▸ Set task
Repeat word for word the stretch of the text on radar stealth from "However, their low" through "in jammed environment.".

# Document excerpt start

Main way to reduce plane’s radar signature is shaping – stealth coating simply deals with last few percentages. Which means that F35 is going to blow its radar stealth as soon as it maneuvers; additionally, its stealth capability was far lower than that of F22 from get-go. Moreover, it was downrated from VLO to LO by US Defense Department (for reference, Eurofighter Typhoon and Dassault Rafale are LO from front).

Moreover, target RCS is determined by 1) power transmitted in direction of target, 2) amount of power that impacts the target and is reflected back, 3) amount of reflected power intercepted by radar antenna, and 4) lenght of time radar is pointed at target. While normal procedure was to slave IR sensor to radar, advent of IRST makes it possible to slave radar to it.

That is not only solution. In a series of tests at Edwards AFB in 2009, Lockheed Martin’s CATbird avionics testbed – a Boeing 737 that carries the F-35 Joint Strike Fighter’s entire avionics system – engaged a mixed force of F-22s and F-15s and was able to locate and jam F-22 radars, according to researchers. Raytheon X-band airborne AESA radar – in particular, those on upgraded F-15Cs stationed in Okinawa – can detect small, low-signature cruise missiles.

VHF radar

While VLO planes are optimized to defeat S- and X- -band radars, VHF radars offer a good counter-stealth characteristics.

Simply put, RCS varies with the wavelenght because wavelength is one of inputs that determines RCS area.

VHF radars have wavelengths in 1-3 meter range, meaning that key shapings of 19-meter-long, 13,5-meter-wide F22 are in heart of either resonance or Rayleigh scattering region. Same applies for F35.

Rayleigh scattering region is region where wavelength is larger than shaping features of target or target itself. In that region, only thing that matters for RCS is actual physical size of target itself.

Resonance occurs where shaping features are comparable in wavelength to radar, resulting in induced electrical charges over the skin of target, vastly increasing RCS.

However, their low resolution and resultant large size means they are limited to ground-based systems.

Russians and Chinese already have VHF radars, with resolution that may be good enough to send mid-flight update to SAMs. Also, it is physically impossible to design fighters that will be VLO in regards to both low power, high-frequency fighter radars, and high-power, low-frequency ground-based radars. Such radars can, according to some claims, detect fighter-sized VLO targets from distance of up to 330 kilometers (against bombers like B2, their performance will be worse, but such planes have their own shortcomings – namely, IR signature and sheer size). Manufacturers of Vostok E claim detection range against F117 as being 352 km in unjammed and 74 km in jammed environment.

# Document excerpt end
# Extracted data start

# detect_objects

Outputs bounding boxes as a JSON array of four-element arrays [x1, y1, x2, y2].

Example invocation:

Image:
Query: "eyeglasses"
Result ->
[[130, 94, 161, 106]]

# Extracted data end
# Extracted data start

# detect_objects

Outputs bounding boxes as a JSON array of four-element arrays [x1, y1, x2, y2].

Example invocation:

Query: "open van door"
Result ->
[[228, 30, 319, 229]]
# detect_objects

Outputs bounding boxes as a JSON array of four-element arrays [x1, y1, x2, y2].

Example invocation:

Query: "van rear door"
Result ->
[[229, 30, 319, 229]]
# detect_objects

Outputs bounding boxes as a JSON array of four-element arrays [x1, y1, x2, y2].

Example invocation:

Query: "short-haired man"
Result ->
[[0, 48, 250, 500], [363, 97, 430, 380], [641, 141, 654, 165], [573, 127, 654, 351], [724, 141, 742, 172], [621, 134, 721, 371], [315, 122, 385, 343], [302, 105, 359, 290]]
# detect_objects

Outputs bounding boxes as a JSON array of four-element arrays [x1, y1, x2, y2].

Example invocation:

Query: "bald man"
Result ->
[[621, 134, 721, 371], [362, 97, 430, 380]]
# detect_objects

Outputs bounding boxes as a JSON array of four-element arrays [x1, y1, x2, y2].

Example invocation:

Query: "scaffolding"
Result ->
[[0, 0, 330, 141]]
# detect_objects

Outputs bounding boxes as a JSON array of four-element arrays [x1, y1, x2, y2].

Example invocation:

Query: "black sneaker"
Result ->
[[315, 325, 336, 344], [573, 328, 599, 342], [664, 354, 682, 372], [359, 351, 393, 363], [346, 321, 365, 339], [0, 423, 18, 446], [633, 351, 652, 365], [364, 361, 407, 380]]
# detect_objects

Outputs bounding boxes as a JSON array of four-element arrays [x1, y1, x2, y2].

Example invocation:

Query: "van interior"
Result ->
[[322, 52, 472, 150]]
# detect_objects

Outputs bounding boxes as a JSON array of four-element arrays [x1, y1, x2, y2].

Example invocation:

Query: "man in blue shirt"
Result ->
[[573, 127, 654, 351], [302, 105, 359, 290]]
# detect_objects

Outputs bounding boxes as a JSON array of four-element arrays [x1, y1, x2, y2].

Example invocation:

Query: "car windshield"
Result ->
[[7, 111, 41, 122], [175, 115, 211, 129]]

# Extracted data end
# Extracted data start

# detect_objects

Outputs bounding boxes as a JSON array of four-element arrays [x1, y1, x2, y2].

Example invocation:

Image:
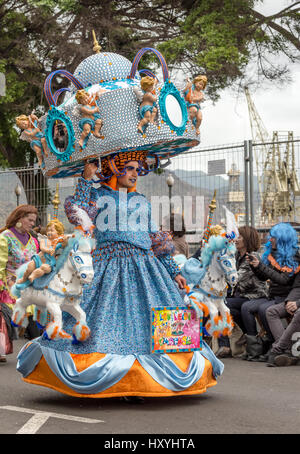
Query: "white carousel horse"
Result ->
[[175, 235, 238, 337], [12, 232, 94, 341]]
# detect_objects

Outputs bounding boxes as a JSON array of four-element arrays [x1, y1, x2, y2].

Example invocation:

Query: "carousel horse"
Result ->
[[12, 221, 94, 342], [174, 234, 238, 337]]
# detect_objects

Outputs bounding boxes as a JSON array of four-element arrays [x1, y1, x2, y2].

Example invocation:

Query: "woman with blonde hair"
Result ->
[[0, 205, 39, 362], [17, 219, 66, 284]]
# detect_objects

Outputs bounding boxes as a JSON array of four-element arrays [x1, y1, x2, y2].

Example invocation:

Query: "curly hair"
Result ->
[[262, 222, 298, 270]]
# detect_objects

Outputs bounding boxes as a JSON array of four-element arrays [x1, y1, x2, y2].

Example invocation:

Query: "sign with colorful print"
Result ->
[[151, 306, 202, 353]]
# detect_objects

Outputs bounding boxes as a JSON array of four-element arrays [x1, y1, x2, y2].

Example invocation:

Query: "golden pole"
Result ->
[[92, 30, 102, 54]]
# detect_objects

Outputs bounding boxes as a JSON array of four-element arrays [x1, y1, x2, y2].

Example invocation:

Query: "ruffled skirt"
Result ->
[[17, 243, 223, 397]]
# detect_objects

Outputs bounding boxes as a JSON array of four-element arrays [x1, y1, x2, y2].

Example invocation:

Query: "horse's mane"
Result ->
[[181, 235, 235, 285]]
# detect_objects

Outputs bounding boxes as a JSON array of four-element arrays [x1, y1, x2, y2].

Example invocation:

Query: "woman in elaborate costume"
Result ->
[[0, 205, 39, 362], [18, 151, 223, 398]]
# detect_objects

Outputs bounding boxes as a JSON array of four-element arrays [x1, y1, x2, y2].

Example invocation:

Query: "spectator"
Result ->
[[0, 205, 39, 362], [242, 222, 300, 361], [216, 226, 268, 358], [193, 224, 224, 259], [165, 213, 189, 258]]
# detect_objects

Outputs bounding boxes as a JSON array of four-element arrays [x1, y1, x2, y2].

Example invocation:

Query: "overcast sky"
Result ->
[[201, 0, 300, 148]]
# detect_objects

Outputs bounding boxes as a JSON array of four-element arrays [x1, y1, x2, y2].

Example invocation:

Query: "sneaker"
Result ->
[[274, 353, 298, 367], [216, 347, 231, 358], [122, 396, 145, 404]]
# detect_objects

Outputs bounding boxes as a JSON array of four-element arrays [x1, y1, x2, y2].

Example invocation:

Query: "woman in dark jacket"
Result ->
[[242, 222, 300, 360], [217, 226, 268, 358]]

# Extracted data end

▸ Task output
However, their low resolution and resultant large size means they are limited to ground-based systems.

Russians and Chinese already have VHF radars, with resolution that may be good enough to send mid-flight update to SAMs. Also, it is physically impossible to design fighters that will be VLO in regards to both low power, high-frequency fighter radars, and high-power, low-frequency ground-based radars. Such radars can, according to some claims, detect fighter-sized VLO targets from distance of up to 330 kilometers (against bombers like B2, their performance will be worse, but such planes have their own shortcomings – namely, IR signature and sheer size). Manufacturers of Vostok E claim detection range against F117 as being 352 km in unjammed and 74 km in jammed environment.